Monday, June 21, 2010

Life, Love, and the Pursuit of Getting to College in One Piece

Hellooo world. I feel like I've been hibernating for the past few weeks. POP camp has come and gone, it was enlightening, humbling, and exhausting as always. I'm always grateful I go even though I usually dread it beforehand. I GRADUATED which is about at the top of my reasons-to-be-happy-about-life-right-now-list. I am ecstatic to be done with high school forever and am terrified and completely excited about opening a new chapter of my wild and precious life at Marymount University in the fall :) I have orientations coming up this weekend. My mom and I are driving down to Virginia a few days early so i can hang out with my sister and play in DC before I go to orientation. I am so excited. I keep hoping I feel better before I go... I've been sick for about a solid month now. Coughs, cold, sore throat, you name it. It's dumb BUT I think I'm getting better.
I had my graduation party on Saturday! It was a joint party with three of my friends, and I think it was a smashing success. There was a ton of food, there were tons of people and I think everyone had a good time. We had a keg ;) No underage drinking, obviously. My dad manned the beer. No shenanigans get past that man. I owe my parents big time. our power was out for a good 24 hours and our party just happened to be during that time. Despite all of the food-rescuing from powerless refrigerators and retrieving of generators, they were stellar hosts, I am so grateful.

= Written tasks =
1. Rewrite the blog post, beginning at "Hellooo world. I" and stopping after "I'm getting better.", with "Virginia" changed to "Maryland".
2. Write the next part of the blog post, picking up after its last sentence.

[Pointing records]
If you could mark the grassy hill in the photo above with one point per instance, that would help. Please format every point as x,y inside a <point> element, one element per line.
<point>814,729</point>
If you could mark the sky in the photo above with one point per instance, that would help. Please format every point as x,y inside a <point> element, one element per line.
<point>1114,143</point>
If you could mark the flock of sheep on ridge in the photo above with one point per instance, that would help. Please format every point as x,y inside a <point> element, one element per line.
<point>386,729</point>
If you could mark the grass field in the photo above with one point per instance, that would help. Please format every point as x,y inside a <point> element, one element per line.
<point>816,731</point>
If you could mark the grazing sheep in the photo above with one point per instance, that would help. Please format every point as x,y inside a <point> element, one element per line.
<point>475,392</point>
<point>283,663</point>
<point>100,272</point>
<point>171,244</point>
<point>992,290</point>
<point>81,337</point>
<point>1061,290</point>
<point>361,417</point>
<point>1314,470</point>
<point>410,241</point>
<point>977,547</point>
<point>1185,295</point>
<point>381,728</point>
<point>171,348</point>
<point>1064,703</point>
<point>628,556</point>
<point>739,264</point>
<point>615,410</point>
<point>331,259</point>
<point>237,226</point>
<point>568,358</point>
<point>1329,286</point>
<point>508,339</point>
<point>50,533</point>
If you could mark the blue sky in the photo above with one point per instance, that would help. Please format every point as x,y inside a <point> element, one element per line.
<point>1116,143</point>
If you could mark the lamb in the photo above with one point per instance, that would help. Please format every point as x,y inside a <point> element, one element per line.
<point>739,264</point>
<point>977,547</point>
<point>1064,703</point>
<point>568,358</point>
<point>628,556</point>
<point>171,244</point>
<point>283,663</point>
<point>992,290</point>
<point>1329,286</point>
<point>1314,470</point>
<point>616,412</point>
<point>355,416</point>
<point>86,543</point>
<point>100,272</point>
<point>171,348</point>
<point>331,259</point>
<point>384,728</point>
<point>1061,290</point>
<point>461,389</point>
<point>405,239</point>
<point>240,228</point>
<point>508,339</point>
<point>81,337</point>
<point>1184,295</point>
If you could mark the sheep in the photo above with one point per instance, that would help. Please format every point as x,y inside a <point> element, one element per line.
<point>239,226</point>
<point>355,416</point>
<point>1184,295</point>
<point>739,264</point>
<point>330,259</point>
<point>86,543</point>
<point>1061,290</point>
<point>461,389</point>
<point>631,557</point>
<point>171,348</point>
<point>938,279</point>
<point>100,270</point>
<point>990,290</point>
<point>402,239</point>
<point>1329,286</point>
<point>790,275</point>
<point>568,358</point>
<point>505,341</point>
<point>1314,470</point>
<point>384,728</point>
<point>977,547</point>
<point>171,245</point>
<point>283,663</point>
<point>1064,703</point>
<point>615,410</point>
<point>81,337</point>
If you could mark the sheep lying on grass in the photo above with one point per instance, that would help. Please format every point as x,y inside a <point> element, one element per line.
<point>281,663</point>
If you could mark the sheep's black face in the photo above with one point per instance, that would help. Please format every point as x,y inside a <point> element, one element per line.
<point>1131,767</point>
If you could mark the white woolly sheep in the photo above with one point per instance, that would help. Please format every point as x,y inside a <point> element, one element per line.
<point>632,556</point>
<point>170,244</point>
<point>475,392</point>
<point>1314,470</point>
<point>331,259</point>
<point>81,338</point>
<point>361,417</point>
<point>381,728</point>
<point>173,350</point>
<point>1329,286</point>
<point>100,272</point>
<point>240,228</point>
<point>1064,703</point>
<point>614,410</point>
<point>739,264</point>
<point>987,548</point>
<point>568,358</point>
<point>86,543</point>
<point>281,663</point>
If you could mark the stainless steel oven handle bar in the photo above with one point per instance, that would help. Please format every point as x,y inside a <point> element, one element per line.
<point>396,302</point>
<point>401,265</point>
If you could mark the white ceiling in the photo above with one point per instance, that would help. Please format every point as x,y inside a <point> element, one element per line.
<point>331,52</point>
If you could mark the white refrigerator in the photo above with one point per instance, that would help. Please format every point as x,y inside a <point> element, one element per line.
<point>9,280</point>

= Exercise answers =
1.
Hellooo world. I feel like I've been hibernating for the past few weeks. POP camp has come and gone, it was enlightening, humbling, and exhausting as always. I'm always grateful I go even though I usually dread it beforehand. I GRADUATED which is about at the top of my reasons-to-be-happy-about-life-right-now-list. I am ecstatic to be done with high school forever and am terrified and completely excited about opening a new chapter of my wild and precious life at Marymount University in the fall :) I have orientations coming up this weekend. My mom and I are driving down to Maryland a few days early so i can hang out with my sister and play in DC before I go to orientation. I am so excited. I keep hoping I feel better before I go... I've been sick for about a solid month now. Coughs, cold, sore throat, you name it. It's dumb BUT I think I'm getting better.

2.
At the moment, I am soaking up the peace and quiet. Four of my six siblings are out of town! It's just me and little William here, and I miss everyone a lot. Poor Will probably has been bored out of his mind. i took him to the library and Starbucks today to lighten the mood. I think it helped a little.
I'm reeeeeaallly in the mood for just driving. I don't care to where, I just want it to take a long time. There is a lot on my mind and I need to ease my thoughts somehow. I would run, but I rode my bike today for about 2.5 miles before I started shaking and had to stop. I hate being sick. Meanwhile I'm praying for all my anxieties and troubles to be lifted up-- God knows what he's doing, and he won't give me anything he knows I can't handle. I have two quotes of the day; One deals with not worrying, the other deals with not being discouraged with myself, which I tend to be.
"Do not worry over things that generate
preoccupation and anxiety. One thing only is necessary:
To lift up your spirit and love to God."
~Blessed Padre Pio

and

"Have patience with all things,
but chiefly have patience with yourself.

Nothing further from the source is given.